**What to produce**
Pick out each line in the material below that contains the word "leaf" and copy every such line in full.

[Items from a dataset]
====
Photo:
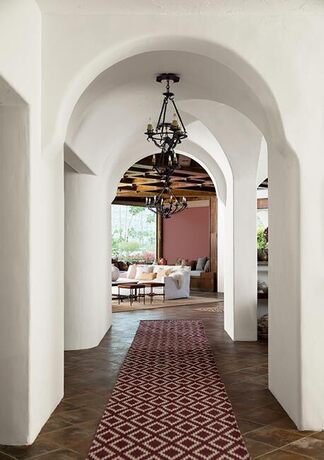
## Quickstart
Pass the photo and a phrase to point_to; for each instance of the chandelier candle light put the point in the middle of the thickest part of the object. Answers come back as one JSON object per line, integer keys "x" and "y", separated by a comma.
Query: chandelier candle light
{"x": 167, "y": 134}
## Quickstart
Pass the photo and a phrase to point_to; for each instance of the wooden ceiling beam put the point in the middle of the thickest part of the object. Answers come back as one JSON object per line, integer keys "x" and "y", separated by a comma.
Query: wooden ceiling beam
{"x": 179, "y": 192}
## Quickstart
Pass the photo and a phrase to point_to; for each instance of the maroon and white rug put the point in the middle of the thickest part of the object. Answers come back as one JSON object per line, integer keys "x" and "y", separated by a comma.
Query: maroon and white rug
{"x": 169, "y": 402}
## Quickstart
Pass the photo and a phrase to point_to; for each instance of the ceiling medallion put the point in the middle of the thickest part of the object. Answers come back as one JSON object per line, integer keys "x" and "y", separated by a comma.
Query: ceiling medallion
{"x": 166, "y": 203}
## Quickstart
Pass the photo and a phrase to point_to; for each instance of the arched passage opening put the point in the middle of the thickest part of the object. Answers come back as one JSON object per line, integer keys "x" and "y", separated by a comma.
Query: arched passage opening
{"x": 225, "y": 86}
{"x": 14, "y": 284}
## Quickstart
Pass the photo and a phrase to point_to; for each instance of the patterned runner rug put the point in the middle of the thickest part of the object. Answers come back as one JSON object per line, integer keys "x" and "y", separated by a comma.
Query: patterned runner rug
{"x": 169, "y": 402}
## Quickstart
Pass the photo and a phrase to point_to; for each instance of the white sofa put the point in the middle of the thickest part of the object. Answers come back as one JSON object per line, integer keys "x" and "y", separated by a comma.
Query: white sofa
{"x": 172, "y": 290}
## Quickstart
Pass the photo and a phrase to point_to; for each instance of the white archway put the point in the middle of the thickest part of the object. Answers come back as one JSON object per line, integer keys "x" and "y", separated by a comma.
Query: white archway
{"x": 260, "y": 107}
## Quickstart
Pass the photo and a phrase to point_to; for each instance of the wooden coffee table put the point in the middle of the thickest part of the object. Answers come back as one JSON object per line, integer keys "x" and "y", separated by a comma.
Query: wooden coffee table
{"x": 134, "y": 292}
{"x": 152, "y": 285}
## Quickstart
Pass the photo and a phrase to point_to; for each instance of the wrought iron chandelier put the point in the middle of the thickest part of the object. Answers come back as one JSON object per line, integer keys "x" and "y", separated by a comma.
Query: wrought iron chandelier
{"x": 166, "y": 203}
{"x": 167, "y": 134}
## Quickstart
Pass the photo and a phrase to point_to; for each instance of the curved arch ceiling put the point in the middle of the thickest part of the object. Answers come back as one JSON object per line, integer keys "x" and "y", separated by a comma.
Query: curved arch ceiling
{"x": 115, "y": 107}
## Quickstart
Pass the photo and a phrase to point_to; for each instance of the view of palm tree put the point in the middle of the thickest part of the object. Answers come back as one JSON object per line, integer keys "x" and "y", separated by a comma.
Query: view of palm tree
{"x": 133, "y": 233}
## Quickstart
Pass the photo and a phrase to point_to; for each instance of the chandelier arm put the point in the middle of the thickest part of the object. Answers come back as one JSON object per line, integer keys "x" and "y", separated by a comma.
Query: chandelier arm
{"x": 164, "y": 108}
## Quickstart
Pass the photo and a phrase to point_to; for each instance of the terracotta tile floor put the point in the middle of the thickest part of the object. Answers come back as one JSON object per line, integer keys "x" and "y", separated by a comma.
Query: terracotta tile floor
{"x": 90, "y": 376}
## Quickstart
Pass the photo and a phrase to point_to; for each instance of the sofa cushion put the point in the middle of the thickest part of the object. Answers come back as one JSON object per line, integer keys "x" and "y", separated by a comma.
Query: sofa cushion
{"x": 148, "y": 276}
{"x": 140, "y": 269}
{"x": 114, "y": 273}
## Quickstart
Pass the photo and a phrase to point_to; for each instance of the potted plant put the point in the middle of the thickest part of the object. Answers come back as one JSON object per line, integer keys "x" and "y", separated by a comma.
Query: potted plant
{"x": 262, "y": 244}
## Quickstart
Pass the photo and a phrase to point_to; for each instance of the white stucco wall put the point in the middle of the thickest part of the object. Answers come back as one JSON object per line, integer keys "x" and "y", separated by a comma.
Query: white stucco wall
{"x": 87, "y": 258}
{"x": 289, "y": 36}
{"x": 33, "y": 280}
====
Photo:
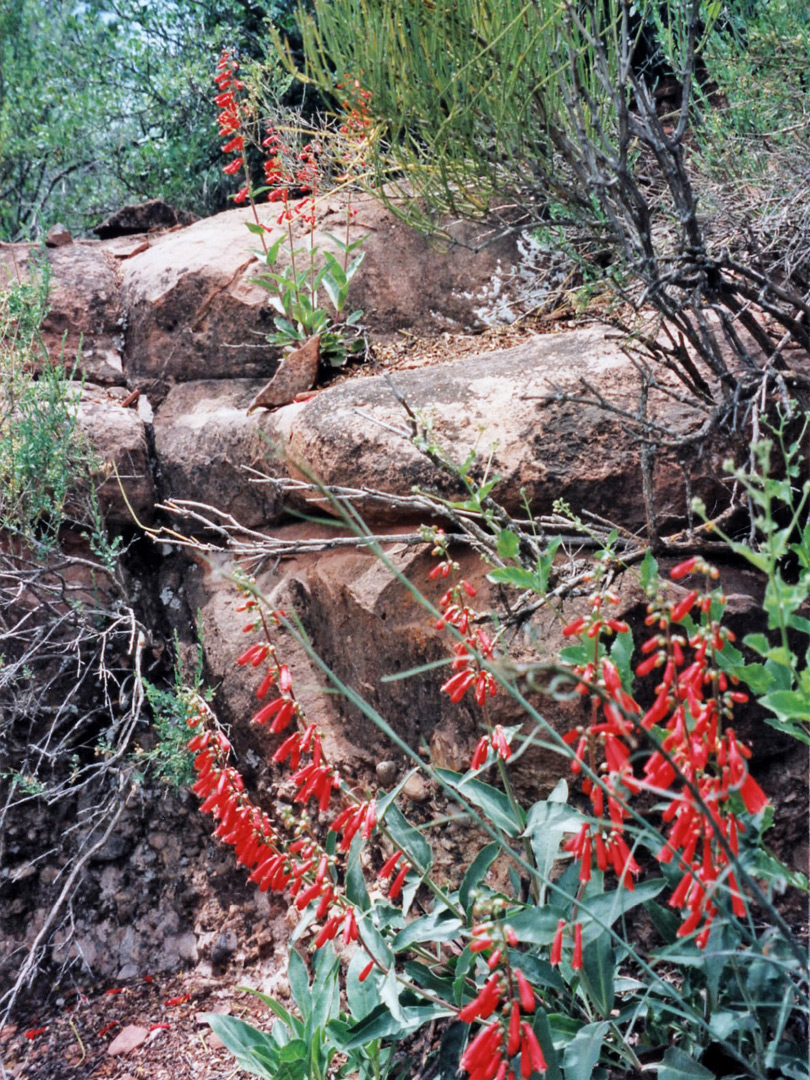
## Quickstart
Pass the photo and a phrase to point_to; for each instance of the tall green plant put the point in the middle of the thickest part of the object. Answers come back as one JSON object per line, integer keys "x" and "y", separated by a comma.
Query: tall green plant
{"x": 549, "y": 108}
====
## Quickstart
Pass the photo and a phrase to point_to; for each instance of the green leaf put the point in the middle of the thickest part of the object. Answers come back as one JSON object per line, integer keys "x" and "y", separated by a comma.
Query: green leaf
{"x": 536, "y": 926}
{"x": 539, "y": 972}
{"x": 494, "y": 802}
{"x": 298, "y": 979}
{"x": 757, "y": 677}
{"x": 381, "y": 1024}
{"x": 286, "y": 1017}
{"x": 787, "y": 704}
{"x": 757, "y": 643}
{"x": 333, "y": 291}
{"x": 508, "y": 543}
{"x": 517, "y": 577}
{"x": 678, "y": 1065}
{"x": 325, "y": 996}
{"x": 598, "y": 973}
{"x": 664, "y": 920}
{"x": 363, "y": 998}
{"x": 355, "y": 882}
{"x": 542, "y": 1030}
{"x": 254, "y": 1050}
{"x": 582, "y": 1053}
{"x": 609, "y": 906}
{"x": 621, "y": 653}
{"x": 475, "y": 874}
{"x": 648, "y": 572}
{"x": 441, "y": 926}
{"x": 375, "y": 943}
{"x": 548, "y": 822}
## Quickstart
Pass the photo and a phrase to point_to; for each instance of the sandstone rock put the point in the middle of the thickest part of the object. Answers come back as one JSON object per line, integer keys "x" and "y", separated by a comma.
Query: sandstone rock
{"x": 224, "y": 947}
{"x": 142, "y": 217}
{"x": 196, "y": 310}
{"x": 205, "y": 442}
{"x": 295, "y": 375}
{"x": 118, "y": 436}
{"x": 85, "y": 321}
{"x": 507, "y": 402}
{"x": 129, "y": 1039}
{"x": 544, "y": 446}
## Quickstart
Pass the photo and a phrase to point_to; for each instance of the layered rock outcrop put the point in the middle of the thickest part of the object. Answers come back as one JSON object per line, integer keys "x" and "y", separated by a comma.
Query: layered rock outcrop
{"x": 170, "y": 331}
====
**Reply to the task**
Pass the photo and a phrase to point_to; for each instance of the green leaf put the point in the middle of the thickest part of the object. Answers come back as one JSON object per line, integer keys "x" and "y", separated by a comma.
Query: green leaf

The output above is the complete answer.